Find the line containing "Query: stone embankment" in the entries below. Restate it and each line after it, word for word, up to and including the line containing "Query: castle tower".

Photo-based referring expression data
--- START ---
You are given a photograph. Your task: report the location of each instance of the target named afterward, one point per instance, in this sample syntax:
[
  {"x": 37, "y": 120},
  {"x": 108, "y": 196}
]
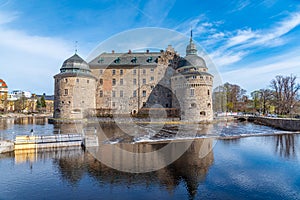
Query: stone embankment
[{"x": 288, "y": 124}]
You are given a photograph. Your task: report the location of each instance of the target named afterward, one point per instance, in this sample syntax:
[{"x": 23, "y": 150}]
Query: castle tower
--- END ---
--- START ---
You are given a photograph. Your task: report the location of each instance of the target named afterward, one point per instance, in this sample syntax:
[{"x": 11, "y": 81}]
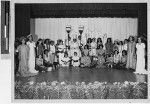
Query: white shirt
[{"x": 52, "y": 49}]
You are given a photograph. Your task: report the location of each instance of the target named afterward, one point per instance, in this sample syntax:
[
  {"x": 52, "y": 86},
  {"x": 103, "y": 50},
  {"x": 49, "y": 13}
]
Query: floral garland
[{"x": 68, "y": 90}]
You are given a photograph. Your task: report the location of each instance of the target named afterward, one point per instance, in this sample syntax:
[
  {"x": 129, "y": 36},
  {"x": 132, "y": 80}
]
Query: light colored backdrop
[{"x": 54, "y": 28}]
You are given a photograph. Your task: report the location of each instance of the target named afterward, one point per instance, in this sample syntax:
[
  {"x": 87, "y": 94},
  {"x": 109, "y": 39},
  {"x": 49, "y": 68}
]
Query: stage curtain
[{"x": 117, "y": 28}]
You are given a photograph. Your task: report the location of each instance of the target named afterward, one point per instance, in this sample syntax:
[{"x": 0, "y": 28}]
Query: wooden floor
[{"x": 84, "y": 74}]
--- END ---
[Written answer]:
Query: stone embankment
[{"x": 288, "y": 124}]
You are given a photograph. Your task: report the location of each instance of the target named afterward, one point per instance, in this sample syntax:
[{"x": 23, "y": 150}]
Query: castle tower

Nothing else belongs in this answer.